▶ Source passage:

○ ○ ○ ○

Microsoft Launches Public Preview of Windows Virtual Desktop

Posted on March 21, 2019 by Mehedi Hassan in Cloud, Office 365, Windows, Windows 10 with 14 Comments

Back at Ignite 2018, Microsoft launched a new service called Windows Virtual Desktop that allowed users to run a multi-user Windows experience powered by Azure. The service first launched in a private preview, and Microsoft is today expanding the preview to let anyone try the service out.

Microsoft’s Windows Virtual Desktop is an Azure-powered service that lets users access a multi-session Windows 10 experience from anywhere. The service comes with Office 365 ProPlus integration for enterprise customers, as well as support for Windows Server Remote Desktop Services. The idea is that businesses can easily deploy and scale their Windows desktops and apps quickly and easily through the power of Azure.

○ ○ ○ ○

▶ Information given:

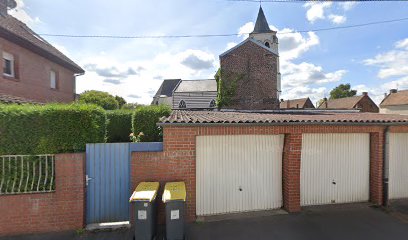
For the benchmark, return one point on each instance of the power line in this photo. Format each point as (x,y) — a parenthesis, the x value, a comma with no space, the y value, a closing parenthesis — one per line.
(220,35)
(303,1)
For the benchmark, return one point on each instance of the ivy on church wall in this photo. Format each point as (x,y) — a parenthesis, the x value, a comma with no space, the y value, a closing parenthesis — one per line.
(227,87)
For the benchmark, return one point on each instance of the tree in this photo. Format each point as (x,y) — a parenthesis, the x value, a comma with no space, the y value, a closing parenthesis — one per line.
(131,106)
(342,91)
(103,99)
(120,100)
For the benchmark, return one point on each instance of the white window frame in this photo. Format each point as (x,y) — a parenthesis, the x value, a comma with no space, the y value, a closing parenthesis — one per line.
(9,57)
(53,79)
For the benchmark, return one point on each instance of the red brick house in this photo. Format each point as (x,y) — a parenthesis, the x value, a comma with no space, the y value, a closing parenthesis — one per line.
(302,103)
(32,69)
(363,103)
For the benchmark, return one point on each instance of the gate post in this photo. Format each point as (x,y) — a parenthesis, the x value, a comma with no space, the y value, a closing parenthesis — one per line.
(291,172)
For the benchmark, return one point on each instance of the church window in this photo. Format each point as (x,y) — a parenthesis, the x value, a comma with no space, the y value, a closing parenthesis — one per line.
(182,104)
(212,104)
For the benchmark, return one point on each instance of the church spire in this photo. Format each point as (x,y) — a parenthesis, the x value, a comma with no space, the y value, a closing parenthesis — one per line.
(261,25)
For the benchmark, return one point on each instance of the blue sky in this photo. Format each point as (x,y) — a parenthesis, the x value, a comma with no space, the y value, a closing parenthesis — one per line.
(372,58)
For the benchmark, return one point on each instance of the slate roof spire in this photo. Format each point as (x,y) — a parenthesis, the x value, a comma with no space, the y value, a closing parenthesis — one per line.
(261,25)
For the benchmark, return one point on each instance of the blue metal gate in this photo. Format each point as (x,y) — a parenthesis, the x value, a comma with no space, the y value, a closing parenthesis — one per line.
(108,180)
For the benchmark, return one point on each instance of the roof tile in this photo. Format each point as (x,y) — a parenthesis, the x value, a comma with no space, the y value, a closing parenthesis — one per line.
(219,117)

○ ○ ○ ○

▶ Your instructions: Carry on with the article about the public preview of Windows Virtual Desktop, starting after its last sentence.

▶ Exercise answer:
Windows Virtual Desktop isn’t limited to Windows 10 only, and Microsoft is still offering Windows 7 as an option. But with Windows 7’s extended support ending in January 2020, Microsoft is offering three additional years of support for those who still want to set up Windows 7 virtual desktops on the service.

Microsoft says the company is also working with companies like Samsung and Citrix to further expand the functionality of the service, with users being able to access their Windows 10 desktop from Samsung DeX, for example.

You can find out more about Windows Virtual Desktop’s public preview here.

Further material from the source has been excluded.